Request
Can you rewrite every entry below with "Indicate" swapped for "Point to" and nothing else changed? Leave the pictures out of your reply.

Dataset entries on where objects are located:
-- START --
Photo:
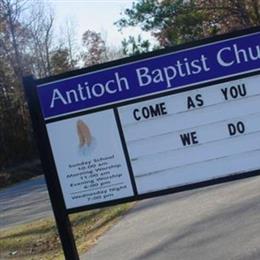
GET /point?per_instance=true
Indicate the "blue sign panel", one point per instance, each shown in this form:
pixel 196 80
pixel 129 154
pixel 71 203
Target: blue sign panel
pixel 151 75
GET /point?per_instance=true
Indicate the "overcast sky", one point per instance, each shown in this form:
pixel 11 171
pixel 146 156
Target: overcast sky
pixel 98 15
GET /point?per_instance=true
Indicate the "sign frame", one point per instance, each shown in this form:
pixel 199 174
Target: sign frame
pixel 47 157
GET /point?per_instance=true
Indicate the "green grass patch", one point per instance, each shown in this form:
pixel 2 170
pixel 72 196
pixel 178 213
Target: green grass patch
pixel 40 240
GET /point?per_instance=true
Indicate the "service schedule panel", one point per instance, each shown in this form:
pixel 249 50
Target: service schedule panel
pixel 156 124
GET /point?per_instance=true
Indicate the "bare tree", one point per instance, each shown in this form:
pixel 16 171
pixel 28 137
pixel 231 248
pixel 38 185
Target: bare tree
pixel 41 30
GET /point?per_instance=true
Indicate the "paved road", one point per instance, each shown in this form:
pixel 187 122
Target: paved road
pixel 24 202
pixel 215 223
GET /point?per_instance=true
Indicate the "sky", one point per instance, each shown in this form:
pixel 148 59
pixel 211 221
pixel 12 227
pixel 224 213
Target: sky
pixel 97 15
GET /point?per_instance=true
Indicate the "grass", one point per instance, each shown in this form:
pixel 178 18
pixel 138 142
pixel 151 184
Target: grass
pixel 40 240
pixel 20 173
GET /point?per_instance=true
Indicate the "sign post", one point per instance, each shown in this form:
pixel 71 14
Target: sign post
pixel 57 201
pixel 145 126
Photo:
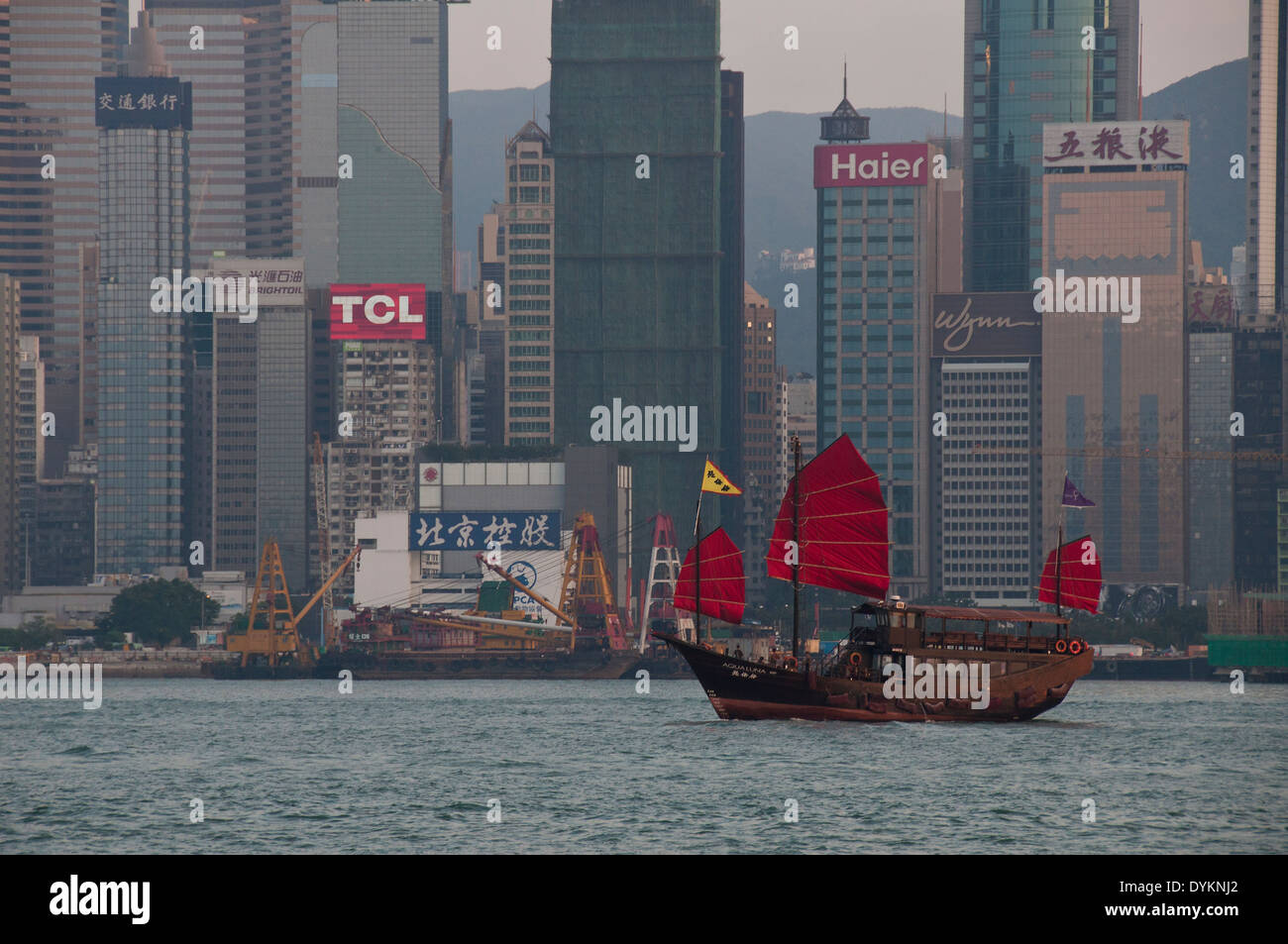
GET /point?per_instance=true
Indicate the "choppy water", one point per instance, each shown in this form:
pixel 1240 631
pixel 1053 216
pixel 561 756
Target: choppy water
pixel 591 767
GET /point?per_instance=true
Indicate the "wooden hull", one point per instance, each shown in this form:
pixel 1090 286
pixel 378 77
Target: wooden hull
pixel 748 690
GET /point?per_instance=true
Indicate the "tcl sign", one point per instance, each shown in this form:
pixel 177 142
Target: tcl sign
pixel 377 312
pixel 870 165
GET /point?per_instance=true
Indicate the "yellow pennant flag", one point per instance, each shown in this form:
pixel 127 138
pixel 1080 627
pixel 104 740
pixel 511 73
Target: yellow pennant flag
pixel 715 480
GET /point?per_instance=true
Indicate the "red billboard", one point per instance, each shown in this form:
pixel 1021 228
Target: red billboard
pixel 377 312
pixel 871 165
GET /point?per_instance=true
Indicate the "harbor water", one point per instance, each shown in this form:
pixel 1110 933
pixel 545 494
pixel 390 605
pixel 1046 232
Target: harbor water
pixel 597 767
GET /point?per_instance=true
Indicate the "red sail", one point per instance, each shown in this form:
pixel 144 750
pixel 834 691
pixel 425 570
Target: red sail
pixel 842 536
pixel 722 594
pixel 1080 582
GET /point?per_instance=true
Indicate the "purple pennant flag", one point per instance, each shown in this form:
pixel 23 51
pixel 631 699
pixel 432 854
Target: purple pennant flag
pixel 1073 497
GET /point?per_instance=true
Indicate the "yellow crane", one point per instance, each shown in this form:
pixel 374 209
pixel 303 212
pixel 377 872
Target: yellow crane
pixel 278 638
-- END --
Solution for this exercise
Photo:
GET /point?per_instance=true
Point to the "blue sign panel", one point per instance, each shown in this form:
pixel 196 80
pixel 129 154
pixel 71 203
Target: blue sign panel
pixel 151 75
GET /point?per_instance=true
Point to the "overcast sky", one point per instance, each shown in this form:
pixel 11 171
pixel 146 156
Target: overcast sky
pixel 98 15
GET /point?per_instance=true
Point to the "sign frame", one point per instance, each shown in this form:
pixel 199 174
Target: sign frame
pixel 47 157
GET /point?per_instance=true
Point to the "green grass patch", one point per instance, each shown in this form:
pixel 2 170
pixel 72 196
pixel 178 213
Target: green grass patch
pixel 40 240
GET /point?per_instance=true
Point to the "service schedule panel", one point per instance, each shown in this form:
pixel 249 50
Target: service schedule panel
pixel 156 124
GET /point?per_instance=true
Point to the "bare tree", one point per instance, each shown in this form:
pixel 16 171
pixel 28 137
pixel 231 248
pixel 38 185
Target: bare tree
pixel 41 30
GET /point?per_instance=true
Point to the "paved road", one point per instance, each shown in this form:
pixel 187 122
Target: paved road
pixel 24 202
pixel 215 223
GET /point?per_instance=true
Point to the "sky", one point per instance, each shown in this form:
pixel 148 59
pixel 211 221
pixel 12 227
pixel 224 213
Target: sky
pixel 97 15
GET /point?per_instance=true
Point to the "grass", one point per instance, each shown in this form:
pixel 178 18
pixel 138 142
pixel 151 184
Target: grass
pixel 40 240
pixel 20 173
GET /point?per_instance=true
Point to the "sign post", one point per instance, each shown in this form:
pixel 71 14
Target: sign post
pixel 57 201
pixel 145 126
Photo:
GET /point?per_instance=true
Point to the "choppy water", one point per instance, each shown in this form:
pixel 1240 631
pixel 1053 216
pixel 561 756
Target: choppy water
pixel 591 767
GET /point?per_instance=true
Point to the "wooden hull", one point per instance, each shown in this form:
pixel 1090 286
pixel 378 77
Target: wooden hull
pixel 748 690
GET /point?per_instance=true
Point to the "tcl sign", one point per instance, each shown in this form:
pixel 177 142
Target: tcl sign
pixel 377 312
pixel 870 165
GET /point?per_instance=true
Point to the "yellow pennant flag", one point per instance, each shown in this form:
pixel 127 138
pixel 1080 627
pixel 104 740
pixel 511 73
Target: yellow pennant flag
pixel 715 480
GET /point?per_instance=true
Point to the "red billboard", one point per instance, each shown in this form:
pixel 1021 228
Target: red billboard
pixel 377 312
pixel 871 165
GET /point?per_instance=true
Point to the "harbor water", one point per instance, each shown in this form:
pixel 1110 933
pixel 545 494
pixel 390 605
pixel 1046 232
Target: harbor water
pixel 597 767
GET /point?per_instance=true
Point to the "red sail", one point per instance, each shown in this form:
pixel 144 750
pixel 834 691
pixel 425 570
Target: red sail
pixel 842 536
pixel 722 594
pixel 1080 582
GET /point?per_instance=true
Point to the "purple pennant flag", one point per instance, each shown in this form:
pixel 23 51
pixel 631 699
pixel 432 854
Target: purple pennant flag
pixel 1073 497
GET /point?per_instance=true
Point to the "yellow crane", one point per instance, each shown in this form:
pixel 374 209
pixel 303 212
pixel 377 872
Target: yellow crane
pixel 278 638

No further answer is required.